(Saved data entries)
*** Block opens ***
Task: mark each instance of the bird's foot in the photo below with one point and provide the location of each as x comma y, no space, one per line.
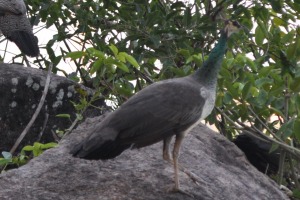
178,190
167,157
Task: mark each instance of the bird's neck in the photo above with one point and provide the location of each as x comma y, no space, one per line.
208,73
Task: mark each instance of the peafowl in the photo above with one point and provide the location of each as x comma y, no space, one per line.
16,27
158,112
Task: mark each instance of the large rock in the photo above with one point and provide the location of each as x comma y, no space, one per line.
219,168
21,89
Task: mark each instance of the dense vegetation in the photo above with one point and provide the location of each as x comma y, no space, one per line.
118,47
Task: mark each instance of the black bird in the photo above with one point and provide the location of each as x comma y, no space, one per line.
16,27
258,153
164,109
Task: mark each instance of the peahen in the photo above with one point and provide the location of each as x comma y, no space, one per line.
158,112
16,27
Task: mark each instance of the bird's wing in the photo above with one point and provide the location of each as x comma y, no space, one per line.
17,7
158,111
17,28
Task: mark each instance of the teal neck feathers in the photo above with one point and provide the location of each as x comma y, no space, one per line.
208,73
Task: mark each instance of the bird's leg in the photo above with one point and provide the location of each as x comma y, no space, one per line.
166,148
178,141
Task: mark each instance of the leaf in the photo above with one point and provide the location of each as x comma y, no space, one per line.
276,111
246,90
96,66
122,56
27,148
187,17
276,5
122,66
292,49
75,55
296,131
286,130
259,36
114,49
262,81
6,155
132,60
49,145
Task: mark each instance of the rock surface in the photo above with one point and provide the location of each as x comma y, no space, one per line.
220,168
21,89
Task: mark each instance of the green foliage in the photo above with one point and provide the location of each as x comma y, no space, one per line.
36,149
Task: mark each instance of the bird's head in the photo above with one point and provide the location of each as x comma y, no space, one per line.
231,27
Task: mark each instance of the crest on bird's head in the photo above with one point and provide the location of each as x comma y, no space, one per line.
231,27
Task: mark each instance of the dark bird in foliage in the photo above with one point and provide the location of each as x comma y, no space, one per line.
16,27
158,112
258,153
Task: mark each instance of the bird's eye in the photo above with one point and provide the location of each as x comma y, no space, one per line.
235,23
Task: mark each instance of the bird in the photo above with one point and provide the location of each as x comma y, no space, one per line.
16,27
164,109
259,153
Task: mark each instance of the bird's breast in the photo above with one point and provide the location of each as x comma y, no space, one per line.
210,97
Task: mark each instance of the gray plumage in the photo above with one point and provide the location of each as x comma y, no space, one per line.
16,27
158,112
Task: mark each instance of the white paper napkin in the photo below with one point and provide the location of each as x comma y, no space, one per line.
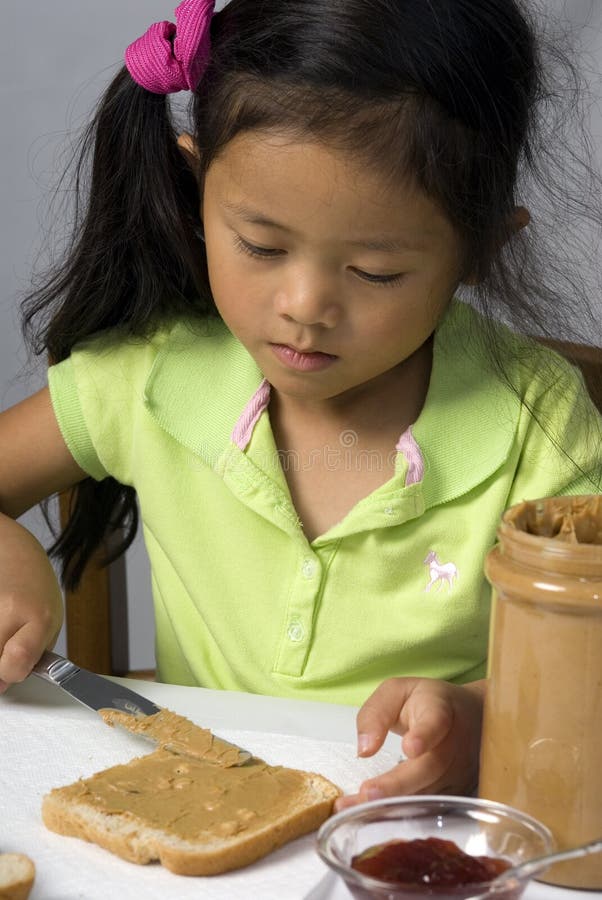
40,751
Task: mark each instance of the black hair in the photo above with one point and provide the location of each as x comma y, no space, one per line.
453,94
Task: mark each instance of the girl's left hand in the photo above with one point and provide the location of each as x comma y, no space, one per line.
440,724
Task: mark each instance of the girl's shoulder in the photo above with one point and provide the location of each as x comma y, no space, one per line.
120,347
523,363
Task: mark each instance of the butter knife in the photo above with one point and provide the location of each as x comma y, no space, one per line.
97,692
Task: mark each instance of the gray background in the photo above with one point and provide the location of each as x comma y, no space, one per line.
57,57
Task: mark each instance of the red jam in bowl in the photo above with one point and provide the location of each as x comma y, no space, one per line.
427,863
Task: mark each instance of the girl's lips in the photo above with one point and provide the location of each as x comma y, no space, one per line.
302,362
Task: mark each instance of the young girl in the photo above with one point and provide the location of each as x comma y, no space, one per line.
256,333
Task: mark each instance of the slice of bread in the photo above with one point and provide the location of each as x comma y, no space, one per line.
194,817
17,873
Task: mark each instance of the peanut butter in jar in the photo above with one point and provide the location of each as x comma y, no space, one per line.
542,730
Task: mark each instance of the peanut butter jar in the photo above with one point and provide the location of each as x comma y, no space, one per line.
541,748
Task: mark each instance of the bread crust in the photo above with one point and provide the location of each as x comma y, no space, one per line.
130,838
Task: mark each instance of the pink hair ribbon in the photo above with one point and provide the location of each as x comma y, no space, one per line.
170,58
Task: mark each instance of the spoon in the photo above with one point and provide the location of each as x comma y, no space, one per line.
527,869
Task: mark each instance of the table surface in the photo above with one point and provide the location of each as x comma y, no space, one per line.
47,726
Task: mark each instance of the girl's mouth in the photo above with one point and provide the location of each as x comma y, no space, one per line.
301,361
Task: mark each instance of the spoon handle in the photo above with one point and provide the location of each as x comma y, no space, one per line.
530,868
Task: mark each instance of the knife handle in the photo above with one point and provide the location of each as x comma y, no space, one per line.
54,668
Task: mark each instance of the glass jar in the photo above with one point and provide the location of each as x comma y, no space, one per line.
541,748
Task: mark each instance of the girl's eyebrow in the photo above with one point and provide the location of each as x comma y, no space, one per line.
384,243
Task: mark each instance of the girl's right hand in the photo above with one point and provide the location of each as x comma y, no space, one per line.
31,604
34,463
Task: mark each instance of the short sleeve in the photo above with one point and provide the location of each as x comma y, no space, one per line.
98,398
562,446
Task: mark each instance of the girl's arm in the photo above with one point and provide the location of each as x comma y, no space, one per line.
34,464
441,728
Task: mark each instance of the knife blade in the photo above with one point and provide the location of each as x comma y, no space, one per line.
97,692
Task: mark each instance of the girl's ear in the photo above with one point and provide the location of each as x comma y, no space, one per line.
189,150
520,219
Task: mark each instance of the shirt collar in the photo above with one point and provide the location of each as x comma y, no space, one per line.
203,380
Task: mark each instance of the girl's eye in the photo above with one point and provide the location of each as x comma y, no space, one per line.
254,250
386,280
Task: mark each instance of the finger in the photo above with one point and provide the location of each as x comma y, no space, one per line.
381,713
20,653
345,802
427,774
428,725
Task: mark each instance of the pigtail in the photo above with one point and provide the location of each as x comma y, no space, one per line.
134,259
135,256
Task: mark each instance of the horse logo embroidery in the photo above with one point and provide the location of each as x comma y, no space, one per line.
440,573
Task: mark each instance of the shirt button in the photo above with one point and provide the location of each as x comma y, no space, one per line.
296,632
308,568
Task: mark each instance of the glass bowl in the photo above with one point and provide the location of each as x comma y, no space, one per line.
*** Block closes ***
* _AIM OF THE TASK_
Word for word, write out each line of the records, but leave the pictures behind.

* _EXERCISE RESULT_
Task: mark each instance of the bird's foot in the photo below with one point and provide the location of each as x comma y, no space, one per line.
178,190
167,157
Task: mark each instance of the bird's neck in the photo above with one point and provide the location of each as x comma y, no space, one per line.
208,73
Task: mark each instance of the peafowl in the photo above with one point and provide the location of each as x comma y, no space, one per line.
16,27
158,112
Task: mark each instance of the large rock in the photo above with one point and provide the location of each as x comma y, no space, one per line.
219,168
21,89
Task: mark each instance of the dense vegetation in the photo above with one point and provide the location of each as x comma y, no space, one per line.
118,47
Task: mark each instance of the black bird in the photo above with one point and provide the location of each as x comma y, no space, one per line.
16,27
258,153
164,109
Task: mark each instance of the peahen in the photo above with one point and provide the location of each as x comma y, no space, one per line.
158,112
16,27
Task: mark each instance of the bird's wing in the photo above with one point and provide the location of each as x comma y, no space, one per line.
17,7
158,111
17,28
Task: mark each instance of the teal neck feathers in the photo above with one point and provide the location of each as x comma y, no space, one per line.
208,73
Task: mark each instance of the bird's leg in the photo above with one point and provide the location of each as x comma y, no space, one per line.
166,148
178,141
Task: mark each instance of the leaf in the photo above with one point and provide the location of each as x comma y, no space, one per line.
276,111
246,90
96,66
122,56
27,148
187,17
276,5
122,66
292,49
75,55
296,131
286,130
259,36
114,49
262,81
6,155
132,60
49,145
Task: mark each instance of the rock surface in the photo above with one point and provide the location of each as x comma y, no space, one per line.
220,168
21,89
Task: mark each instance of the green foliage in the photo above with one point and provide the location of each as x comma y, no space, one per line.
36,149
Task: mark each instance of the bird's head in the photo above with one point and provide the location of each as x comma y, no space, one per line.
231,27
Task: mark each instance of the crest on bird's head in the photo above with one point and provide the location of each as x comma y, no space, one per line.
231,27
Task: mark each instance of the dark bird in foliage in the photo above with one point and provide the location of each as x comma y, no space, one per line.
16,27
158,112
258,153
Task: mark each instance of the bird's eye in the photo above with one point and provide the location of each as x comma y, no space, one per line.
235,23
Task: mark each instance of the bird in the photo above with one point and provide the location of each as x comma y, no space, one per line.
16,27
164,109
259,153
Task: mark each instance of the bird's breast in the photo above with one point and provide the location of each as x comma y, no space, one per line.
210,97
Task: mark each instance of the gray plumage in the photo above with one point and provide the location of each as x comma y, no space, one per line.
16,27
158,112
Task: mark each instance of the white paper napkin in the photo below with one point and provide the location of each as x comma y, no space, one per line.
40,751
Task: mark each instance of the black hair in the photo above with one point and provide the location of each as x comma y, no space, one per line.
453,94
Task: mark each instance of the girl's left hand in the photo above with one point and provide the location of each as x comma y, no space, one per line.
440,724
Task: mark each instance of the girl's shoulder in the photo above with one point and provide the location of each as x comma y, no space, one per line.
120,347
523,363
Task: mark each instance of the butter knife in the photo above with one point and provide the location of each as x comma y, no space, one per line.
97,692
Task: mark each instance of the gray background in the photo above with one point and provide the location of each as x comma y, no space, one per line.
57,57
Task: mark each instance of the red jam in bowl in the photo above with one point and provide the location of each as x comma y, no space, one per line.
427,863
Task: mark each instance of the girl's lips in the photo above with one point and provide the location of each as x comma y, no space, one per line.
302,362
Task: mark each instance of the young girl in the photo above with one point and provide the location of each as x comma y, no space, one per line.
256,333
Task: mark each instance of the slice of bread in the photo above with one point and provide the location of each as x comma y, no space, one per line.
194,817
17,873
Task: mark each instance of the peanut butter in jar in the photo above with one point and provide the location of each as x comma y, no space, one per line.
542,730
Task: mark each instance of the peanut butter jar in the photo above with one point and provide the location of each as x comma y, no space, one per line.
541,748
Task: mark each instance of the bread crust in the photo above with one point and provide the location of each as x comma y, no space, one per line.
130,838
Task: mark each instance of the pink hair ribbon in the photo above with one point and provide the location of each as x comma y, no space, one per line.
170,58
Task: mark each instance of the spoon in the photo above with one point and provide the location of each as x comma y, no space, one per line.
527,869
Task: mark each instance of the table surface in the photo above with one point and provide the location of each as x comma y, no space, one per line.
47,726
Task: mark each instance of the girl's mouth in the photo above with one point and provide the location of each as x comma y, no space, one per line.
301,361
Task: mark each instance of the spoon handle in the photo above with one point and provide the location of each as x comma y, no space, one per line.
530,868
Task: mark each instance of the knife handle in the photo above with one point and provide the location of each as x comma y, no space, one per line.
54,668
Task: mark each instance of the glass jar in the photo above with one point and provide the location of each as x comma y, no space, one per line.
541,748
Task: mark each instance of the girl's eyebrow in the photo above with one point and provide the location of each as x comma y, no space, one per line.
384,243
Task: mark each instance of the girl's right hand in the photo above with one point and provide the location of each as x comma y, no space, one per line.
31,604
34,463
Task: mark each instance of the short sleeve in the photo above with one point and provide the location of each as x comma y, no space, one per line.
98,398
562,446
Task: mark each instance of the girl's arm in the photo above with one point and provide the location of each as x comma y, no space, one per line.
34,464
441,728
Task: mark each instance of the knife blade in the photo above with one point and provide the location of each as x comma y, no space, one per line.
97,692
Task: mark each instance of the girl's ear in the photo above with one point and provide the location of each as x comma y, no space, one per line.
189,150
520,219
Task: mark each instance of the shirt collar in the photo above with one point and provide the location of each as x comma y, no space, one per line.
203,380
Task: mark each instance of the girl's eye in the photo above with one point and provide the location of each as x comma y, no space, one per line.
254,250
386,280
Task: mark each instance of the finger in the photo above with one point and provide the location of each as x comma y, no space, one per line.
381,713
20,653
345,802
427,774
428,725
Task: mark each instance of the pigtail in the photo above with one point and provide the location of each as x comma y, no space, one per line.
134,259
135,256
Task: mark each instance of the horse logo embroidery in the photo above with one point and provide the location of each as x comma y, no space, one per line.
440,573
Task: mark each instance of the shirt button in the photo above with one point and provide the location of each as x comma y, no space, one per line.
296,632
308,568
Task: mark each instance of the glass bowl in the photo above with one point and provide the location of each as x comma y, no space, one per line.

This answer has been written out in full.